## TASK DESCRIPTION
Keep the pictures out of the copy and repeat the records exactly.

╭─ LISTED RECORDS

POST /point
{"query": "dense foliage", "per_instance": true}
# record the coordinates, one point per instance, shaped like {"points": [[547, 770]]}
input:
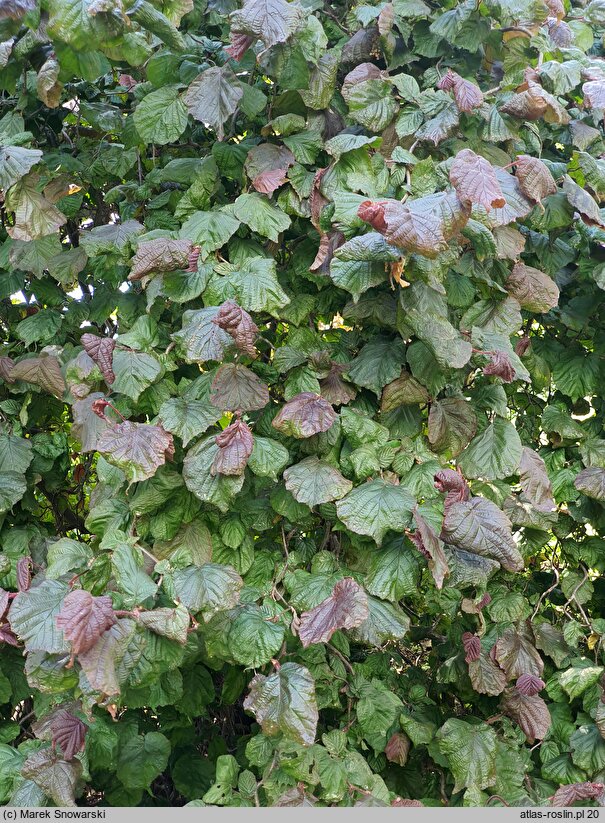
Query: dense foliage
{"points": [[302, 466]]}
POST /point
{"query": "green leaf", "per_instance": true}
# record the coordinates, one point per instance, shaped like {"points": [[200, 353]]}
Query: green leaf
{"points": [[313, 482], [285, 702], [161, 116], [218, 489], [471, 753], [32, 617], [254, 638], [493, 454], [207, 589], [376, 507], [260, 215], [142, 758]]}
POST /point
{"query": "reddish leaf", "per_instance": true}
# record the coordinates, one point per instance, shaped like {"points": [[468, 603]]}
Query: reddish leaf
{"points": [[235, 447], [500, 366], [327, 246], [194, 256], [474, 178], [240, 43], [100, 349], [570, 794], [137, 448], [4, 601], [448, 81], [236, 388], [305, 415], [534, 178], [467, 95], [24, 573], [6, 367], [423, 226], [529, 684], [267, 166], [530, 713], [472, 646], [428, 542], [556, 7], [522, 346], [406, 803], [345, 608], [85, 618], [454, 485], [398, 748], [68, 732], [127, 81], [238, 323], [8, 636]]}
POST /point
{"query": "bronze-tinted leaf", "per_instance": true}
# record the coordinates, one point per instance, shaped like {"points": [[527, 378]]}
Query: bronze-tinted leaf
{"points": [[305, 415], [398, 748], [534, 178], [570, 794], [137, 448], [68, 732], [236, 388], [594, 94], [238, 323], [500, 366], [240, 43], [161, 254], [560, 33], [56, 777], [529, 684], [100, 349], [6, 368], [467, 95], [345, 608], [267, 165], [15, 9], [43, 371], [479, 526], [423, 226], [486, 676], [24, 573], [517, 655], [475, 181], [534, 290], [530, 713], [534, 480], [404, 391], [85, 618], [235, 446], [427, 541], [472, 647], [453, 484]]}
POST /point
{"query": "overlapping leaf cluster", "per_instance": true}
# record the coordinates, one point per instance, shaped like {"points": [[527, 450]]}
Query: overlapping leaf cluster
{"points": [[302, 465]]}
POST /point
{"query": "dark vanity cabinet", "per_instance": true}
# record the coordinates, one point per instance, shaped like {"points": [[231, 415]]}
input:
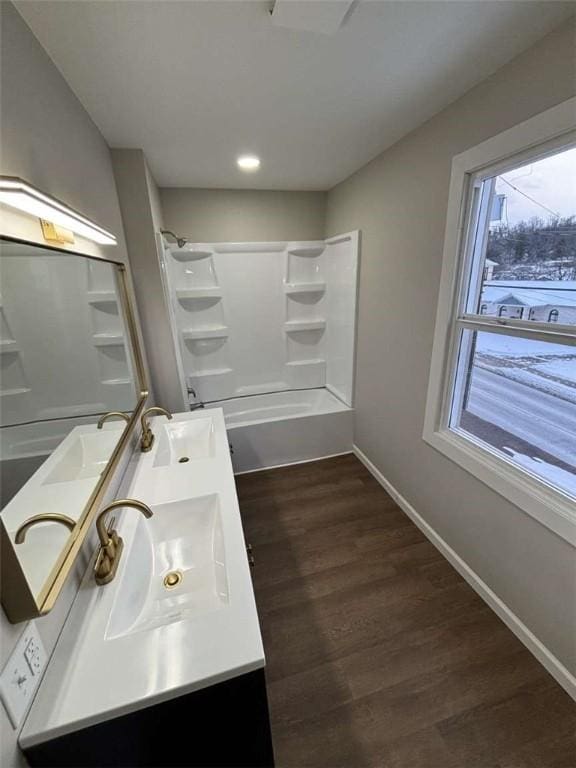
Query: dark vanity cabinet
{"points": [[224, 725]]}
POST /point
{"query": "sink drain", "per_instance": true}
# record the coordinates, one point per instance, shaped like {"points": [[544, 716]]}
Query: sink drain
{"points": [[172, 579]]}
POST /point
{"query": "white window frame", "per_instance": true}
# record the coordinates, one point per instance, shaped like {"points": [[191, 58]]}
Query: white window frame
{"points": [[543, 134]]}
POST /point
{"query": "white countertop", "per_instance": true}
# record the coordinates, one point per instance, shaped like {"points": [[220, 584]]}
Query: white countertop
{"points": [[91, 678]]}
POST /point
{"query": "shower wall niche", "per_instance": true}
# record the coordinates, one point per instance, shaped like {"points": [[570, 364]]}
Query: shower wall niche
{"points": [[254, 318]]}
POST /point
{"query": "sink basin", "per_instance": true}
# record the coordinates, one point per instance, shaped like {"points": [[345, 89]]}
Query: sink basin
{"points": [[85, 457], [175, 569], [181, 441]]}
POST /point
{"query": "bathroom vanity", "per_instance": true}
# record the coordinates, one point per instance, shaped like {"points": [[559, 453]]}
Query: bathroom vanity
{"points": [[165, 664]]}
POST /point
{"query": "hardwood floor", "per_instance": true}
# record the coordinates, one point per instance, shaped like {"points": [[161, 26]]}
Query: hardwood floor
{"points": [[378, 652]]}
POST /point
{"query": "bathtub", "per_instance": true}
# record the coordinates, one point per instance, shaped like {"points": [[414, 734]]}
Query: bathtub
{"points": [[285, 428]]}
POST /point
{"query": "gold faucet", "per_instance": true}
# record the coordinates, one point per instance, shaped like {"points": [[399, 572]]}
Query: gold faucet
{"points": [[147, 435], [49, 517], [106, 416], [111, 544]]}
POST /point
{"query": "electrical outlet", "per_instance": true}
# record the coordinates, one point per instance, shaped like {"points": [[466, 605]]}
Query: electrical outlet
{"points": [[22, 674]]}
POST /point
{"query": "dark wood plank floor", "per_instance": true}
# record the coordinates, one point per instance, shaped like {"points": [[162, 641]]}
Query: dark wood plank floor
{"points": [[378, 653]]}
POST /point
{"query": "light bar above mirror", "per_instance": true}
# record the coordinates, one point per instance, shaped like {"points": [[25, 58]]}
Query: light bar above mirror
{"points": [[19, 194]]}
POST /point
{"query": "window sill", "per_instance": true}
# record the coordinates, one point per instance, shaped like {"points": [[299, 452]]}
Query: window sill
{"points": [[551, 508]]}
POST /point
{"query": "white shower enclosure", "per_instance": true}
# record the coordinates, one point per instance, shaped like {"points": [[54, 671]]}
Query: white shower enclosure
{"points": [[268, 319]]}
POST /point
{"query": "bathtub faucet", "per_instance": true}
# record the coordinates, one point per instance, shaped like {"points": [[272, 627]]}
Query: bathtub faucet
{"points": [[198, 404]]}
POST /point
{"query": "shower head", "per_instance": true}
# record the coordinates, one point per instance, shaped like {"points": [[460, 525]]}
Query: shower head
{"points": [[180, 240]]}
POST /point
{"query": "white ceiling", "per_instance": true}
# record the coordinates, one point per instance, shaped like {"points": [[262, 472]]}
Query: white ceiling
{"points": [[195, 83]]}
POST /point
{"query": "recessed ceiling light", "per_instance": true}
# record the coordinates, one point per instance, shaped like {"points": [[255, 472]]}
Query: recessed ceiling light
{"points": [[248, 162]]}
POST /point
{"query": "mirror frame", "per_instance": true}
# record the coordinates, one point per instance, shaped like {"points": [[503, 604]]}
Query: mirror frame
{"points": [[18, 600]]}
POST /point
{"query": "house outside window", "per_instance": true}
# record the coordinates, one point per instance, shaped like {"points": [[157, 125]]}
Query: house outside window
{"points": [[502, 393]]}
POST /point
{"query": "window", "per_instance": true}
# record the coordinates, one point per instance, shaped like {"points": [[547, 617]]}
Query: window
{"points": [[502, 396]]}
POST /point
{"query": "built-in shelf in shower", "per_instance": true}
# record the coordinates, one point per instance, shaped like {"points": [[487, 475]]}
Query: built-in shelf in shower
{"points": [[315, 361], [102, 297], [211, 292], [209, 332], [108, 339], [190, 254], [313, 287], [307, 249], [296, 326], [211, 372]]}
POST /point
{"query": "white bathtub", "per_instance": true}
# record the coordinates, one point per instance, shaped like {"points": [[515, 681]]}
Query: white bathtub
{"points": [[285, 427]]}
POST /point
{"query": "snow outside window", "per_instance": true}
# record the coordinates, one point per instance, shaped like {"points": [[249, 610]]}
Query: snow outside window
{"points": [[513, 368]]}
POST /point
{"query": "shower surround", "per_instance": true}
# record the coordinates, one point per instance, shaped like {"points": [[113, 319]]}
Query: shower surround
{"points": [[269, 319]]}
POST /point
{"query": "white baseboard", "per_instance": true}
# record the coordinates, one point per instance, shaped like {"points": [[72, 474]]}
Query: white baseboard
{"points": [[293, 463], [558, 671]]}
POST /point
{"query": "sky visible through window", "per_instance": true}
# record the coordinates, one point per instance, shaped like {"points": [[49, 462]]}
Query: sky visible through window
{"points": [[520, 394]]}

╰─

## TASK RESULT
POST /point
{"query": "dense foliage", "per_instance": true}
# record the coordinates, one point per instance, shaped like {"points": [[547, 770]]}
input:
Query: dense foliage
{"points": [[302, 466]]}
POST /point
{"query": "green leaf", "per_instance": true}
# record the coordinates, one point per instance, shaped like {"points": [[200, 353]]}
Query: green leaf
{"points": [[313, 482], [285, 702], [161, 116], [218, 489], [471, 753], [32, 617], [254, 638], [493, 454], [207, 589], [376, 507], [260, 215], [142, 758]]}
POST /point
{"query": "reddish leaf", "per_instance": true}
# record the coordinates, one point per instance, shaped like {"points": [[468, 603]]}
Query: reddish leaf
{"points": [[235, 447], [500, 366], [327, 246], [194, 256], [474, 178], [240, 43], [100, 349], [570, 794], [137, 448], [4, 601], [448, 81], [236, 388], [305, 415], [534, 178], [467, 95], [24, 573], [6, 367], [423, 226], [529, 684], [267, 166], [530, 713], [472, 646], [428, 542], [556, 7], [522, 346], [406, 803], [345, 608], [85, 618], [454, 485], [398, 748], [68, 732], [127, 81], [238, 323], [8, 636]]}
POST /point
{"query": "bronze-tinted leaf", "per_instance": true}
# record the coordinates, one point per instance, shaped like {"points": [[527, 378]]}
Query: bronze-tinted leaf
{"points": [[305, 415], [398, 748], [534, 178], [570, 794], [137, 448], [68, 732], [236, 388], [594, 94], [238, 323], [500, 366], [240, 43], [161, 254], [560, 33], [56, 777], [529, 684], [100, 349], [6, 368], [467, 95], [345, 608], [267, 165], [15, 9], [43, 371], [479, 526], [423, 226], [486, 676], [24, 573], [517, 655], [475, 181], [534, 290], [530, 713], [534, 480], [404, 391], [85, 618], [235, 446], [427, 541], [472, 647], [453, 484]]}
POST /point
{"query": "overlapping leaf cluster", "per_instance": true}
# record the coordinates, one point per instance, shaped like {"points": [[527, 450]]}
Query: overlapping leaf cluster
{"points": [[302, 465]]}
POST /point
{"query": "dark vanity cabinet", "per_instance": true}
# record the coordinates, one point per instance, shaped like {"points": [[231, 415]]}
input:
Query: dark vanity cabinet
{"points": [[224, 725]]}
POST /point
{"query": "sink drain", "per_instance": true}
# record the coordinates, one point per instance, shaped like {"points": [[544, 716]]}
Query: sink drain
{"points": [[172, 579]]}
POST /point
{"query": "white window frame", "per_instance": true}
# record the coordinates, one point per instance, shaped like {"points": [[191, 58]]}
Query: white window frame
{"points": [[543, 134]]}
POST /point
{"query": "white countertop", "per_instance": true}
# record the coordinates, one point per instance, shaped like {"points": [[220, 584]]}
Query: white countertop
{"points": [[91, 678]]}
POST /point
{"query": "shower wall niche", "per_instance": true}
# record the coordinates, one point per instance, shaped like {"points": [[570, 364]]}
Query: shower wall niche
{"points": [[254, 318]]}
POST /point
{"query": "sink basin", "per_instance": true}
# record the coordinates, one point per instance, shaped like {"points": [[345, 89]]}
Query: sink basin
{"points": [[85, 457], [175, 569], [181, 441]]}
POST /point
{"query": "bathroom vanity", "per_instance": true}
# record the coordinates, one point per instance, shaped like {"points": [[559, 453]]}
Query: bathroom vanity
{"points": [[165, 664]]}
POST /point
{"query": "hardwood floor", "per_instance": true}
# record the coordinates, one point per instance, shaped like {"points": [[161, 26]]}
Query: hardwood floor
{"points": [[378, 652]]}
POST /point
{"query": "bathtub", "per_instance": true}
# record the coordinates, one point per instance, shaped like {"points": [[414, 734]]}
Query: bathtub
{"points": [[285, 428]]}
POST /point
{"query": "gold faucet", "per_instance": true}
# record the coordinates, one point per instance, shaped like {"points": [[399, 572]]}
Query: gold faucet
{"points": [[147, 435], [49, 517], [106, 416], [111, 544]]}
POST /point
{"query": "electrical outlet", "per_instance": true}
# record the coordinates, one point per instance, shaped like {"points": [[466, 605]]}
Query: electrical outlet
{"points": [[22, 674]]}
POST /point
{"query": "dark wood plank floor", "per_instance": true}
# record the coordinates, one point per instance, shaped like {"points": [[162, 641]]}
Query: dark wood plank floor
{"points": [[378, 653]]}
POST /point
{"query": "light bar above mirror", "per_instance": true}
# record the coordinates, one point per instance, shaped like {"points": [[25, 58]]}
Query: light bar above mirror
{"points": [[19, 194]]}
POST /point
{"query": "window sill", "per_instance": true}
# record the coordinates, one point per instance, shaped like {"points": [[299, 452]]}
Query: window sill
{"points": [[551, 508]]}
POST /point
{"query": "white shower enclosure", "per_instance": true}
# record the coordinates, one point per instance, shaped like {"points": [[54, 671]]}
Query: white shower enclosure
{"points": [[268, 319]]}
POST /point
{"query": "bathtub faucet", "per_instance": true}
# record the coordinates, one point per instance, shaped like {"points": [[272, 627]]}
Query: bathtub faucet
{"points": [[198, 404]]}
POST /point
{"query": "shower head", "per_instance": true}
# record the coordinates, one point per instance, shaped like {"points": [[460, 525]]}
Query: shower head
{"points": [[180, 240]]}
POST /point
{"query": "white ceiling", "per_instance": true}
# record the coordinates, one point per instance, shaped like {"points": [[262, 472]]}
Query: white ceiling
{"points": [[195, 83]]}
POST /point
{"query": "recessed ceiling light", "per_instance": true}
# record the coordinates, one point per instance, shaped like {"points": [[255, 472]]}
Query: recessed ceiling light
{"points": [[248, 162]]}
POST /point
{"query": "mirror frame", "per_instance": true}
# record the coordinates, one point per instance, shaped like {"points": [[503, 604]]}
Query: mirror frame
{"points": [[18, 600]]}
POST /point
{"query": "house outside window", "per_instance": true}
# record the coordinates, one point per instance, shaped like {"points": [[157, 125]]}
Query: house outside window
{"points": [[502, 393]]}
POST /point
{"query": "window", "per_instance": true}
# record the coordinates, one point per instance, shaped like {"points": [[547, 617]]}
Query: window
{"points": [[502, 396]]}
POST /point
{"query": "built-in shelf in shower", "per_instance": true}
# record the coordinates, one point per instance, shaped like {"points": [[487, 475]]}
Query: built-in shelf in shower
{"points": [[315, 361], [102, 297], [211, 292], [209, 332], [108, 339], [190, 254], [313, 287], [307, 249], [296, 326], [211, 372]]}
POST /point
{"query": "white bathtub", "per_instance": true}
# record the coordinates, one point per instance, shaped like {"points": [[515, 681]]}
Query: white bathtub
{"points": [[285, 427]]}
POST /point
{"query": "snow outside window", "per_instance": true}
# record the coordinates, one point per instance, shaped like {"points": [[249, 610]]}
Query: snow outside window
{"points": [[513, 368]]}
POST /point
{"query": "shower surround", "per_instance": true}
# record the coordinates, one point per instance, shaped like {"points": [[113, 319]]}
Query: shower surround
{"points": [[269, 319]]}
POST /point
{"query": "white baseboard", "per_instance": true}
# record the coordinates, one point per instance, shaped like {"points": [[72, 474]]}
Query: white baseboard
{"points": [[293, 463], [558, 671]]}
POST /point
{"query": "sky visible through window", "per_instance": true}
# record the coordinates, one point per instance, shaped like {"points": [[49, 462]]}
Query: sky visible through window
{"points": [[520, 394]]}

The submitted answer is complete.